--- WORK TO COMPLETE ---
Turn every line of the records below into a numbered list, leaving out any blank lines.

____________

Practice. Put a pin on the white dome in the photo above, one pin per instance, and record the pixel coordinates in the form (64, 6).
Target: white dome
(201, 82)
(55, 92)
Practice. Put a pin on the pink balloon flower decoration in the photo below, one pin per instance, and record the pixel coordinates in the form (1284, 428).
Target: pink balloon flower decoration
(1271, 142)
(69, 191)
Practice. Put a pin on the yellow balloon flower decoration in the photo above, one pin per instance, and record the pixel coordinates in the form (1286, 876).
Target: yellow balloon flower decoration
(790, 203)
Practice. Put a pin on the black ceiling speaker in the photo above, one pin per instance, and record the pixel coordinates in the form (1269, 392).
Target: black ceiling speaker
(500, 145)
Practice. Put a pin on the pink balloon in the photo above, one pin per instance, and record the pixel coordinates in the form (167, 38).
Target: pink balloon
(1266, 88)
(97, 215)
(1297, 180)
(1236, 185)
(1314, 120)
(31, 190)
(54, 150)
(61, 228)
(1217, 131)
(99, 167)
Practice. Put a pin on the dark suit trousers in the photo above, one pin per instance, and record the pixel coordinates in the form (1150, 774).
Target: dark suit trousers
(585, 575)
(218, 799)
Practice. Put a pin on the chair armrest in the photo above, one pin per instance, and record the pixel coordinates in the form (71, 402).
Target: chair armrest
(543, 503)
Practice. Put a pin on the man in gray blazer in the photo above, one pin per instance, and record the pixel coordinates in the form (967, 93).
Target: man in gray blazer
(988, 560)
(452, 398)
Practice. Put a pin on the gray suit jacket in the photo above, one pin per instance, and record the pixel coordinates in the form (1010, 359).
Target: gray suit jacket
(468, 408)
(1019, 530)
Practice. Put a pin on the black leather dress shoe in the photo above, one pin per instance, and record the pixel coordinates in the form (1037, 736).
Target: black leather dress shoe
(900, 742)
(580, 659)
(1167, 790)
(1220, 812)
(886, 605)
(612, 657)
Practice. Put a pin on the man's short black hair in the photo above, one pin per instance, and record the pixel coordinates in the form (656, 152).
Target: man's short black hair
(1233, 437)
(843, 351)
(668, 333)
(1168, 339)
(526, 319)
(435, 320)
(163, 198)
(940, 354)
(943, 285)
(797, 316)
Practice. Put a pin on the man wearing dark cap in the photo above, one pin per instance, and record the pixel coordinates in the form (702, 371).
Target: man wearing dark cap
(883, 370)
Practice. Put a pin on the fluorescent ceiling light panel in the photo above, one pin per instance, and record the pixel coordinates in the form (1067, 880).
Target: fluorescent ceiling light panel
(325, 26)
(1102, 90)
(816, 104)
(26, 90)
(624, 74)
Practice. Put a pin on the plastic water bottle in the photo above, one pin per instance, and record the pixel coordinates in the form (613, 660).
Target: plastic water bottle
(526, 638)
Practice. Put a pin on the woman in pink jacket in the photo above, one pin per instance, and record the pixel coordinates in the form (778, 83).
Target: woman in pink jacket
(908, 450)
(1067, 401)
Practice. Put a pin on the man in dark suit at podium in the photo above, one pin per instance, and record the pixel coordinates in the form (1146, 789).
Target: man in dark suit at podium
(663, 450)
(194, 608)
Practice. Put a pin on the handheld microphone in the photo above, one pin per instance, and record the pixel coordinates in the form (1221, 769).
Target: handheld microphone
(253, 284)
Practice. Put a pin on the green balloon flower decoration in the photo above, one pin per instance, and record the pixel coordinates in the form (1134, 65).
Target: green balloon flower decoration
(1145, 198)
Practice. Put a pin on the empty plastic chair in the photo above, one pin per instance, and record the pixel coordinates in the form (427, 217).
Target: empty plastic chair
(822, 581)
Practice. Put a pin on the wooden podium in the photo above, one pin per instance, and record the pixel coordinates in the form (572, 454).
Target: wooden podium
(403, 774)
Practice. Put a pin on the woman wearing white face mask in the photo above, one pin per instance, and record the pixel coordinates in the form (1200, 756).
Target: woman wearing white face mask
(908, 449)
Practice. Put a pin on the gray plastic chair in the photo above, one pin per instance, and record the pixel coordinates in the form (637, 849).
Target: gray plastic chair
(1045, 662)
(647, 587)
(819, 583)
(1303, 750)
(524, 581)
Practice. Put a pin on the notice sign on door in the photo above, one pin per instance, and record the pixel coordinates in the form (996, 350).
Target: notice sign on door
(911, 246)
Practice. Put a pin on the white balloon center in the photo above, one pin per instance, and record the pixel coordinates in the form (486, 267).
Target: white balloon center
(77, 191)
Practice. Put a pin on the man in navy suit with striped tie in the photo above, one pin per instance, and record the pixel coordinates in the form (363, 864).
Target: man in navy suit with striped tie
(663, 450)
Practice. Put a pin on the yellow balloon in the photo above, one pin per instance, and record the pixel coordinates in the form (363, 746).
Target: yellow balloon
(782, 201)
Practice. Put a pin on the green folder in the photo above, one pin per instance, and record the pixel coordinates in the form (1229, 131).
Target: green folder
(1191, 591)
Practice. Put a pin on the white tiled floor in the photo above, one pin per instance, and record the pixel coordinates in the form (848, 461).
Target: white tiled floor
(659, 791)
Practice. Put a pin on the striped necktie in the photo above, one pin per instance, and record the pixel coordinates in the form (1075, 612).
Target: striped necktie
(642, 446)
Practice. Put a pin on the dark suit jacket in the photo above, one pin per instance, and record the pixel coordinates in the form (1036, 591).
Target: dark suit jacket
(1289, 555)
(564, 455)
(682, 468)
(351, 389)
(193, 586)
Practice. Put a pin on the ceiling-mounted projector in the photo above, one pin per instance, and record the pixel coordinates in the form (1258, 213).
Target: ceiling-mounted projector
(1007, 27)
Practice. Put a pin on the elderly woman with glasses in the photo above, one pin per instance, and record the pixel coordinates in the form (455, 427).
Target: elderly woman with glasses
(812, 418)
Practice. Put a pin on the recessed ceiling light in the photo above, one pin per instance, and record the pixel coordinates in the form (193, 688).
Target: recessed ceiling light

____________

--- RIGHT ANSWER ---
1. Practice. Put a pin on the white dome in the photo above, one pin per instance, and record the pixel coordinates in the form (64, 6).
2. Target: white dome
3. (201, 82)
4. (55, 92)
5. Practice. Put a pin on the pink balloon flower decoration in the photo below, one pin per instance, and record the pixel coordinates in the form (1284, 428).
6. Target: pink balloon flower decoration
7. (1271, 142)
8. (69, 191)
9. Practice. Put a pin on the yellow balloon flower decoration in the photo above, one pin per instance, and record the pixel coordinates in the form (1286, 876).
10. Target: yellow balloon flower decoration
11. (790, 203)
12. Practice. Put a pin on the black ceiling speaker in the photo above, one pin per instance, and record the pixel coordinates in the form (1269, 392).
13. Target: black ceiling speaker
14. (500, 145)
15. Practice. Put a pin on the pink balloon in the photo above, one pin per instance, and record the pixel coordinates in the form (167, 38).
16. Target: pink balloon
17. (1266, 88)
18. (97, 215)
19. (1297, 180)
20. (1236, 185)
21. (1314, 120)
22. (31, 190)
23. (54, 150)
24. (61, 228)
25. (1217, 131)
26. (99, 167)
27. Practice. Put a pin on the dark suit trousers in the photo above, one pin per instance, and record the pixel coordinates in the form (1150, 774).
28. Target: dark suit trousers
29. (585, 575)
30. (218, 799)
31. Practice. Put a pin on the chair armrest in the photo above, one pin per instance, and record the pixel coordinates in the form (71, 402).
32. Target: chair armrest
33. (543, 503)
34. Practice. Put a pin on the man in gray blazer in the photo above, one pin per instance, and record the pixel coordinates in the form (967, 93).
35. Target: man in gray blazer
36. (988, 560)
37. (452, 398)
38. Practice. Put a pin on the gray suit jacket in the photo above, one pin per instance, and record the pixel coordinates in the form (1010, 359).
39. Target: gray suit jacket
40. (468, 408)
41. (1019, 530)
42. Practice. Put a pin on the black leather dress shoe in the photo above, one pin per instance, and record the pixel coordinates in the form (1037, 736).
43. Target: black leather dress shoe
44. (900, 742)
45. (580, 659)
46. (1167, 790)
47. (1220, 812)
48. (886, 605)
49. (612, 657)
50. Practice. Put a pin on the man's short black hair in the photo above, one pin per instance, and record the pixel coordinates in the form (656, 152).
51. Target: man's short black hair
52. (1233, 437)
53. (843, 351)
54. (668, 333)
55. (1168, 339)
56. (526, 319)
57. (435, 320)
58. (163, 198)
59. (940, 354)
60. (943, 285)
61. (797, 316)
62. Practice. Put a pin on the man wearing dark cap in the photo above, one pin per instance, and record the pixel coordinates in the form (702, 371).
63. Target: man wearing dark cap
64. (883, 370)
65. Practice. Put a pin on the fluorescent ceiling light panel in the photo above, one pin per instance, and record the pixel coordinates in the form (1067, 880).
66. Target: fluorescent ceiling light panel
67. (325, 26)
68. (1102, 90)
69. (816, 104)
70. (26, 90)
71. (624, 74)
72. Practice. Put a pin on the plastic water bottle in the photo above, one pin per instance, and record the pixel coordinates in the form (613, 660).
73. Target: plastic water bottle
74. (526, 638)
75. Practice. Put a pin on the woman in pink jacket in the photo above, one pin per instance, and record the pixel coordinates in the form (778, 83).
76. Target: woman in pink jacket
77. (908, 450)
78. (1067, 401)
79. Practice. Put a pin on the man in dark suit at podium in the photo above, one pin per instance, and record the pixel coordinates in the form (1146, 789).
80. Target: man in dark suit at podium
81. (663, 450)
82. (194, 608)
83. Practice. Put a pin on the handheld microphone in the photo above, one pin per instance, and record the pixel coordinates in the form (1221, 769).
84. Target: handheld microphone
85. (253, 284)
86. Practice. Put a pin on the green balloon flower decoration in the photo above, one pin per instance, and record the pixel coordinates in the form (1134, 65).
87. Target: green balloon flower decoration
88. (1145, 198)
89. Practice. Put a pin on the empty plastic chair in the photo above, one pin per instance, and record the pixel coordinates in the form (427, 217).
90. Target: empty plastic chair
91. (822, 581)
92. Practice. Put a pin on the wooden podium in the photo above, one pin per instance, and record the pixel coordinates in the form (572, 454).
93. Target: wooden podium
94. (403, 774)
95. Practice. Put a pin on the woman wearing white face mask in the photo above, one pin per instance, and record the pixel coordinates in the form (1200, 756).
96. Target: woman wearing white face mask
97. (908, 449)
98. Practice. Put a pin on the gray plastic chair in the photo above, one pin per instance, and record the pixel coordinates in the form (637, 849).
99. Target: gray plastic chair
100. (1045, 662)
101. (647, 587)
102. (819, 583)
103. (1303, 750)
104. (524, 581)
105. Practice. Put a pin on the notice sign on door in the photo above, one pin per instance, and record the pixel coordinates in the form (996, 350).
106. Target: notice sign on door
107. (911, 246)
108. Practice. Put a pin on the white balloon center in the photo above, one pin per instance, and record the pixel coordinates in the form (486, 267).
109. Target: white balloon center
110. (77, 191)
111. Practice. Put a pin on the man in navy suit with striped tie in the photo above, one pin per instance, and record the pixel coordinates in the form (363, 864).
112. Target: man in navy suit with striped tie
113. (663, 450)
114. Practice. Put a pin on the yellow balloon in the photo above, one pin per instance, and record the pixel coordinates in the form (363, 746).
115. Target: yellow balloon
116. (782, 201)
117. Practice. Put a pin on the green folder in the photo above, one pin per instance, and record the pixel coordinates in the form (1229, 131).
118. Target: green folder
119. (1191, 591)
120. Practice. Put a pin on the white tiled floor in the photo above, one pin per instance, and record the pixel coordinates in the form (848, 461).
121. Target: white tiled floor
122. (659, 791)
123. Practice. Put a pin on the striped necktie in the photo above, one pin per instance, and record the pixel coordinates in the form (1075, 612).
124. Target: striped necktie
125. (642, 446)
126. Practice. Put a pin on the dark suit jacket in the photo above, one pin per instance, and record the pixel coordinates in the form (1036, 591).
127. Target: dark suit jacket
128. (1289, 555)
129. (564, 455)
130. (682, 468)
131. (351, 389)
132. (193, 586)
133. Practice. Put a pin on the ceiling-mounted projector in the photo above, one pin per instance, and record the pixel coordinates in the form (1258, 213).
134. Target: ceiling-mounted projector
135. (1007, 27)
136. Practice. Put a pin on the elderly woman with glasses in the photo above, one pin per instance, and record the pixel coordinates in the form (455, 427).
137. Target: elderly woman with glasses
138. (812, 418)
139. Practice. Put a pin on the recessed ceiling light in the photo above, one pin per instance, and record the pixel coordinates in the form (193, 688).
140. Target: recessed ceiling light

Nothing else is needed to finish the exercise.